[[ SUPPLIED INFORMATION open ]]
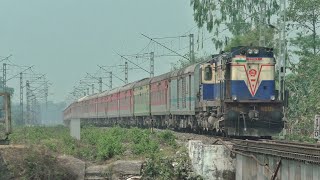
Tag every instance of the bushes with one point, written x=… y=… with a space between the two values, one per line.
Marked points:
x=39 y=166
x=96 y=143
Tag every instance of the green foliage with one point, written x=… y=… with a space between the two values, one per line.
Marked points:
x=238 y=17
x=167 y=137
x=143 y=142
x=303 y=86
x=304 y=17
x=177 y=167
x=43 y=166
x=96 y=143
x=251 y=38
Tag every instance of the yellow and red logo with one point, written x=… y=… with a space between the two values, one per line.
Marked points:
x=253 y=72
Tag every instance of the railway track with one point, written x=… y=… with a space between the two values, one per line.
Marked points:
x=283 y=149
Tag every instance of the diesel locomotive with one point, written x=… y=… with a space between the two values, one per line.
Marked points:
x=232 y=93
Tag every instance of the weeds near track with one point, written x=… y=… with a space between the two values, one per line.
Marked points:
x=96 y=144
[[ SUPPLIED INFORMATION closed ]]
TASK BRIEF
Among the records, find every line holding the word "track" and copy it.

REPLY TO THE TASK
Tag every instance of the railway track with one point, written x=… y=… with a space between the two values, one per line.
Tag every instance of the weeds near track with one point, written x=… y=… with a space between the two values, one per line.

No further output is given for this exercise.